Con Alessandro avevamo già lavorato, ma qui ci siamo “donati”, come dite voi, vero. Grazie innanzitutto a Roberto, che ci ha permesso di arrivare a quel punto di generosità tale che ci consentisse uno scambio autentico. Con Alessandro prima di questo film, diciamo, c’eravamo solo sfiorati, e invece qui- ed io per questo lo ringrazierò sempre- siamo potuti proprio arrivare ad un livello di intimità che ha sorpreso anche me. Tra l’altro, Roberto non ci ha fatti frequentare prima di inziare il film e, quindi, l’arrivo di Alessandro e del suo personaggio sul set è stato proprio uno tsunami. Lui è stato non solo bravissimo, ma anche generosissimo.

Quanto conta la mano del regista?

Per me è tutto. Diciamo che tutto ha senso soltanto se c’è quella mano che ti conduce, il regista che decide di lasciarti fare delle cose. E quando questa concessione avviene, vuol dire che sto aderendo al personaggio così come lo immaginava lui, avendo a disposizione così tante informazioni da poterlo fare con naturalezza. Questa mano del regista è fondamentale.

Claudia, come reputi il lavoro fatto con Roberto?

Sono una persona molto empatica, questo non vuol dire che tutti i registi chiedano da me lo stesso tipo di interazione, e invece Roberto mi ha fatto sentire immediatamente parte integrante del progetto e io mi considero uno strumento nelle mani di un regista che decide come suonarmi e invece lui mi ha fatto sentire come se potessi essere a mio modo anch’io una direttrice d’orchestra.

In qualche modo mi ha assegnato la sessione ritmica, cioè ha deciso che il mio lavoro poteva essere non soltanto quello di interpretare, di fare l’attrice: mi ha dato la possibilità di intervenire anche umanamente nel rapporto con i figli, di essere, in quanto attrice più grande dei ragazzi, a mia volta una piccola guida per loro ed era la prima volta che mi accadeva.

È stato molto molto interessante. Inoltre Roberto è stato chiaro da subito nel chiedermi di non operare per cliché, di approfondire tutto quello che era già stato fatto sull’argomento e ci ha tenuto moltissimo che io e gli altri vivessimo sulla nostra pelle il racconto delle testimonianze dirette. Abbiamo fatto un lavoro d’osservazione che era importantissimo e non era scontato, l’ascolto tra me e Roberto non era scontato, è stato davvero approfondito e poi molto utile al risultato.

[DATI FORNITI]
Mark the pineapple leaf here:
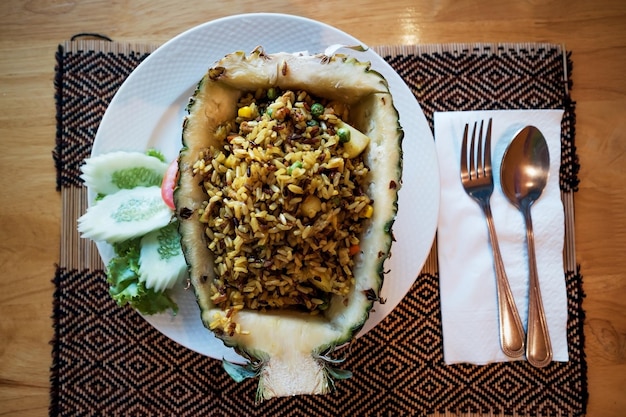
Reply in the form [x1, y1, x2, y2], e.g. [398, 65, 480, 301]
[326, 366, 352, 380]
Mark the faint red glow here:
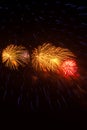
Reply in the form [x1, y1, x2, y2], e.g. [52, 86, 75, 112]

[ISTRUZIONI]
**1.** Ricopia tali e quali le righe dei dati forniti, a partire da quella che contiene "Mark the faint" fino all'ultima riga, estremi compresi. Lascia fuori le immagini.
**2.** Prosegui l'intervista sul lavoro con il regista Roberto dal punto in cui si interrompe.

[SOLUZIONI]
**1.**
Mark the faint red glow here:
Reply in the form [x1, y1, x2, y2], e.g. [52, 86, 75, 112]

**2.**
Cosa hai provato quando ti sei rivista?

Vivo un distacco da questo lavoro che fa sì che io riesca ad un certo punto ad essere una spettatrice nuda e cruda e in questo film ho visto una donna forte e mi sono fatta tanta tenerezza. Ho rivisto il lavoro di tutti. Diciamo, non riesco proprio a mettere a fuoco, così egoisticamente soltanto il mio lavoro: riesco a vedere un lavoro d’insieme e, quindi, mi sono rivista all’interno di un racconto e tutto funzionava. Ero commossa e anche molto grata a Roberto e ai miei colleghi.

Ero orgogliosa di quello che avevamo fatto e diciamo che mi sono rivista più che altro nelle parole delle persone che hanno commentato il mio lavoro e soprattutto le persone direttamente coinvolte in quelle storie lì e insomma il loro giudizio è quello che ha dato senso a tutto.

Consideri questo film qualcosa di diverso nella tua carriera?

A suo modo sì, perché ogni film ha un approccio diverso, una storia diversa, un livello di comunicazione interno differente. Però poi alla fine servono sempre tutti a raccontare l’umanità delle persone, poi c’è qualche film che lo fa meglio, qualche film che lo fa peggio. Però insomma, ecco, credo che poi lo scopo non è diverso dagli altri, lo è sicuramente stata l’esperienza: è stata bellissima, se posso riassumerlo con una parola banale, questo film per me è stato ‘bellissimo’. È stato bellissimo farlo ed è stato bellissimo il lavoro che Roberto mi ha permesso di fare.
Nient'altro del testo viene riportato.